Text segment start
Shutdown with Timeout

internal/k8sagent/collector.go
func (a *K8sAgent) stopInternalCollector() {
    a.collectorMu.Lock()
    defer a.collectorMu.Unlock()
    
    if a.Collector == nil {
        a.Logger.Debug("no active collector instance to stop")
        return
    }
    
    a.Logger.Info("stopping collector instance")
    
    // Cancel collector context
    if a.collectorCancel != nil {
        a.collectorCancel()
    }
    
    // Create shutdown timeout
    shutdownCtx, shutdownCancel := context.WithTimeout(
        context.Background(), 10*time.Second)
    defer shutdownCancel()
    
    // Shutdown with timeout monitoring
    done := make(chan struct{})
    go func() {
        a.Collector.Shutdown()
        close(done)
    }()
    
    select {
    case <-done:
        a.Logger.Info("collector instance stopped successfully")
Text segment end
Data block start
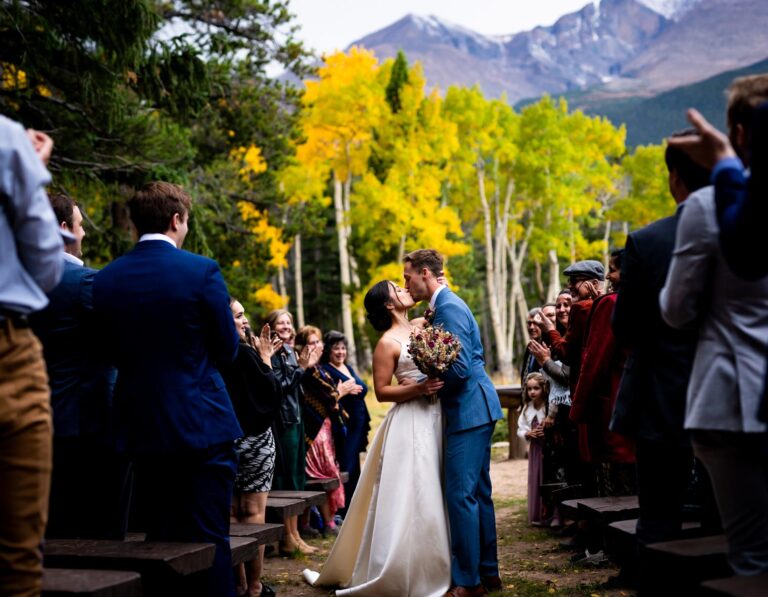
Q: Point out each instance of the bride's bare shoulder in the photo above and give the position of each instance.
(388, 343)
Data block end
#### Exercise tasks:
a - Answer these about the shutdown code:
(i) Which file holds the function?
(ii) How long is the shutdown timeout?
(iii) What message is logged when there is no collector instance?
b - Put the comment "Create shutdown timeout" from the shutdown code into Spanish.
c - Write out the shutdown code from "if a.Collector == nil" up to and including "a.collectorCancel()", changing "collectorCancel" to "cancelCollector".

#### Complete answers:
a -
(i) internal/k8sagent/collector.go
(ii) 10 seconds
(iii) "no active collector instance to stop"

b - Crear el tiempo límite de apagado

c -
if a.Collector == nil {
        a.Logger.Debug("no active collector instance to stop")
        return
    }
    
    a.Logger.Info("stopping collector instance")
    
    // Cancel collector context
    if a.cancelCollector != nil {
        a.cancelCollector()